■ **Task details**: Reproduce the data below in full. Nothing should differ from the original.
—————
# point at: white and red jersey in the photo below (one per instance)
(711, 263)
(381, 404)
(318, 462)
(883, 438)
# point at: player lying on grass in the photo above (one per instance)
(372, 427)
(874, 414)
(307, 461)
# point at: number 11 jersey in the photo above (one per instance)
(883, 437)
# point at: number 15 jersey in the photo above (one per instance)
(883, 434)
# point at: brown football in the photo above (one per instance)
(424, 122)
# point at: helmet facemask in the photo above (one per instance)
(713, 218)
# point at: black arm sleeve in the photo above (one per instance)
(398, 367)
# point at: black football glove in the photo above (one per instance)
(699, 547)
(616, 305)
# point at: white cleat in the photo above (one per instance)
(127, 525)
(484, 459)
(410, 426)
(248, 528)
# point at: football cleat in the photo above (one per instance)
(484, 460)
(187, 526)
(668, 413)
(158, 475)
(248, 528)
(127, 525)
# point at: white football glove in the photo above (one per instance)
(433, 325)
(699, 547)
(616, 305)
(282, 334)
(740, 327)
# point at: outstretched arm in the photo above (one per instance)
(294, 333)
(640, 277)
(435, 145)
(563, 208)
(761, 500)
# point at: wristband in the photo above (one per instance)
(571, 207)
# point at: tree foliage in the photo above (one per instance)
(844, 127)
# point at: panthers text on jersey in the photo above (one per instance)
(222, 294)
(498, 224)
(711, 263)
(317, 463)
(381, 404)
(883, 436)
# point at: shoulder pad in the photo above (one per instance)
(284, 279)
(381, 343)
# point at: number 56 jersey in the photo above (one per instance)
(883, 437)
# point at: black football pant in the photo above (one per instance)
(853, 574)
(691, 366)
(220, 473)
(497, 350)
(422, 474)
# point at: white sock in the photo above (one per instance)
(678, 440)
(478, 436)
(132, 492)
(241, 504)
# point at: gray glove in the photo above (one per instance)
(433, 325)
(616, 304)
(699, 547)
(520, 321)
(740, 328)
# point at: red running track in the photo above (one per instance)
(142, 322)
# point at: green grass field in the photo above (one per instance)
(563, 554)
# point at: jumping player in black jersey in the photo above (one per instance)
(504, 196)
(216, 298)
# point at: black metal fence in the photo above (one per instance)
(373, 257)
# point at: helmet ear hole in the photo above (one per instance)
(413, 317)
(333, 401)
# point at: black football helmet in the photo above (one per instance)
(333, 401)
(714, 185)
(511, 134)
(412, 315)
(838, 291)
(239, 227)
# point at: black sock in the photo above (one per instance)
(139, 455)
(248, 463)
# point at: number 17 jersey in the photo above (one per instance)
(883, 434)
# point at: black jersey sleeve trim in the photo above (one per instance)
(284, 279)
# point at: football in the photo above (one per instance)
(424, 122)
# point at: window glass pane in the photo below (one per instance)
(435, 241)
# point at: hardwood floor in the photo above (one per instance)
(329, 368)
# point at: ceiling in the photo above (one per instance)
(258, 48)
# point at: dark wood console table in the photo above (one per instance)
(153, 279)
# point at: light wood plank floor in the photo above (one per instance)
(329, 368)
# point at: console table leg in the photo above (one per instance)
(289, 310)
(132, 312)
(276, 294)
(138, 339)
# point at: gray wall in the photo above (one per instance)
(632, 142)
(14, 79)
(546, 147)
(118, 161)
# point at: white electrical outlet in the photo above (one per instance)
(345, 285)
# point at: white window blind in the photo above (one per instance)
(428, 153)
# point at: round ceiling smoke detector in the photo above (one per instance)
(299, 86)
—————
■ **Solution to the exercise**:
# point at: white and red jersey in the photo below (one per instance)
(711, 263)
(381, 404)
(318, 462)
(883, 438)
# point at: player lying on grass in the photo above (one per instance)
(372, 427)
(874, 414)
(307, 461)
# point at: number 11 jersey in the photo above (one per instance)
(883, 437)
# point at: number 15 jersey in the photo above (one per instance)
(883, 434)
# point at: brown football in the photo above (one per instance)
(424, 122)
# point at: helmet facemask in the photo above (one per instance)
(713, 218)
# point at: black arm sleeve in the photo above (one per instance)
(398, 367)
# point at: black football glove in the photo above (one per instance)
(699, 547)
(616, 305)
# point at: white cleat in the photo above (one per instance)
(127, 525)
(484, 459)
(410, 426)
(248, 528)
# point at: football cleat in the photo above (one per instance)
(484, 460)
(187, 526)
(668, 413)
(158, 475)
(248, 528)
(127, 525)
# point at: white football glove in the photo above (one per instance)
(433, 325)
(699, 547)
(616, 305)
(282, 334)
(740, 327)
# point at: outstretched arm in the photo above (one per instance)
(294, 333)
(640, 277)
(435, 145)
(563, 208)
(761, 500)
# point at: wristband in the photo above (one per instance)
(571, 207)
# point at: tree foliage in the photo above (one per instance)
(844, 127)
# point at: panthers text on jersey in the photo above (one per instance)
(222, 294)
(498, 224)
(711, 263)
(317, 463)
(381, 404)
(883, 436)
# point at: shoulder pad in the photo above (one per instance)
(284, 279)
(381, 343)
# point at: number 56 jersey in the photo above (one per instance)
(883, 437)
# point at: black football pant in the photo above (one per instance)
(853, 574)
(691, 366)
(220, 473)
(497, 350)
(422, 474)
# point at: white sock in the photo above (one per instance)
(678, 440)
(478, 436)
(132, 492)
(241, 504)
# point at: gray glove in the photo above (one per instance)
(433, 325)
(616, 304)
(699, 547)
(520, 321)
(740, 328)
# point at: red running track in the photo above (one per instance)
(142, 322)
# point at: green grass field in the photo above (one per instance)
(563, 554)
# point at: jumping player in black jersey in the photo above (one per instance)
(504, 196)
(216, 298)
# point at: black metal fence in the photo above (one per instance)
(373, 257)
# point at: helmet ear hole in the photo above (one per instance)
(413, 317)
(333, 401)
# point at: black football helmet in the photo above (one per instance)
(333, 401)
(714, 185)
(511, 134)
(412, 315)
(838, 291)
(239, 227)
# point at: black sock in the photo above (one per instance)
(139, 455)
(248, 463)
# point at: number 17 jersey in the photo above (one per instance)
(883, 434)
# point at: black jersey sleeve trim in the photo above (one per instance)
(284, 279)
# point at: football in the photo above (one per instance)
(424, 122)
# point at: window glass pane in the photo below (one per instance)
(435, 241)
# point at: hardwood floor in the photo above (one per instance)
(329, 368)
# point at: ceiling in the photo above (one per instance)
(258, 48)
# point at: dark wood console table in the photo above (one per instance)
(153, 279)
# point at: light wood plank floor in the photo above (one per instance)
(329, 368)
# point at: console table leg in the photo above (one per instance)
(289, 310)
(132, 312)
(276, 294)
(138, 339)
# point at: gray wall in the photo above (one per instance)
(632, 142)
(14, 79)
(546, 147)
(118, 161)
# point at: white electrical outlet in the photo above (one per instance)
(345, 285)
# point at: white window blind in the photo above (one per instance)
(428, 153)
# point at: round ceiling smoke detector in the photo above (one per instance)
(299, 86)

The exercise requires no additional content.